### EJERCICIO BREVE
Copia, letra por letra, el trozo del fragmento sobre el entierro que va de "Pero mejor cambio" a "dilucidamos) a tiempo.".

Después de leer tu reflexión me asalta la duda paralizante de si debo invitarte o no a mi entierro.
Pero mejor cambio el humor negro por el cursi: imagina, Pedro, a Hamlet, en vez de con una calavera en la mano, con una margarita: ¿sí?, ¿no?, ¿sí?, ¿no?, ¿sí?, ¿o no? Aunque cuarentón, la verdad es que yo sigo siendo, con más frecuencia de lo que quisiera, un avezado deshojamargaritas. Voy a tener que recurrir a un psicólogo que anule mi personalidad hamletiana y la sustituya por otra. Lo mismo aflora una donjuanesca.
Está claro, NONES, que el "no" nos afirma también, y que nos dignifica, y que frena la manipulación que siempre acecha, sea en el terreno de la vida que sea, pero sobre todo en el que afecta a nuestras pasiones más íntimas, que a menudo se convierten en lastres por no haber pronunciado un "no" (o un "sí": sutilmente, a menudo un "sí" equivale al "no" que aquí dilucidamos) a tiempo.
VARGAS, de lo que no hay duda es de que uno de los dos no va a tener vela en el entierro del otro.
Y otra cosa: ninguno de los dos va a agradecer la asistencia del otro. Así que, para qué perder el tiempo en acudir a un acto cuya fecha aún no se ha fijado, y para el que, por tanto, ni siquiera hemos reservado local. Más aún: si me anticipo a ti (cosa que sólo sabrás tú), me consuela decirte que no habrá "entierro" en sentido estricto, pues prefiero otro procedimiento para regresar a la nada. Saludos dantescos.

### DATOS EXTRAÍDOS
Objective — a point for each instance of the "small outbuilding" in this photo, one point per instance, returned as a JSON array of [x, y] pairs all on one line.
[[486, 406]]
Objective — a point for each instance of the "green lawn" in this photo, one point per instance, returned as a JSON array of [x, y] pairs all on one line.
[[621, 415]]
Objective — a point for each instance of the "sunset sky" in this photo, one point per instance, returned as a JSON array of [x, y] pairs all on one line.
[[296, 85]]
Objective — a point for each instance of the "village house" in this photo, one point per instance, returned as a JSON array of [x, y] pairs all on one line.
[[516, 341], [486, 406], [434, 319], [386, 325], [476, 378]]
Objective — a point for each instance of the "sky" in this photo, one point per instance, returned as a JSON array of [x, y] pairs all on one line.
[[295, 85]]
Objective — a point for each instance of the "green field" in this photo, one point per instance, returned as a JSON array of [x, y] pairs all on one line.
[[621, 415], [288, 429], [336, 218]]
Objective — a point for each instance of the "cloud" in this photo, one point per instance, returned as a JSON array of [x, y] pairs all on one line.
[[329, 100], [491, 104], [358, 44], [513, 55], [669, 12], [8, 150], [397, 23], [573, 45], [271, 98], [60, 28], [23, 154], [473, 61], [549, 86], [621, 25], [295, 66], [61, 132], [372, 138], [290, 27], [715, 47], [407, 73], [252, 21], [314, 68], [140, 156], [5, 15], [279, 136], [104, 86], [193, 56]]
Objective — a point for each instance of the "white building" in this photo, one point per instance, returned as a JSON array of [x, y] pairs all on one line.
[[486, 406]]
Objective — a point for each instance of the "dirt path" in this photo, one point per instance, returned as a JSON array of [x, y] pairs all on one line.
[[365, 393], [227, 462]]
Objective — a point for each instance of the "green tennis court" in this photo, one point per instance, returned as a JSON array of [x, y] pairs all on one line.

### RESULTADO
Pero mejor cambio el humor negro por el cursi: imagina, Pedro, a Hamlet, en vez de con una calavera en la mano, con una margarita: ¿sí?, ¿no?, ¿sí?, ¿no?, ¿sí?, ¿o no? Aunque cuarentón, la verdad es que yo sigo siendo, con más frecuencia de lo que quisiera, un avezado deshojamargaritas. Voy a tener que recurrir a un psicólogo que anule mi personalidad hamletiana y la sustituya por otra. Lo mismo aflora una donjuanesca.
Está claro, NONES, que el "no" nos afirma también, y que nos dignifica, y que frena la manipulación que siempre acecha, sea en el terreno de la vida que sea, pero sobre todo en el que afecta a nuestras pasiones más íntimas, que a menudo se convierten en lastres por no haber pronunciado un "no" (o un "sí": sutilmente, a menudo un "sí" equivale al "no" que aquí dilucidamos) a tiempo.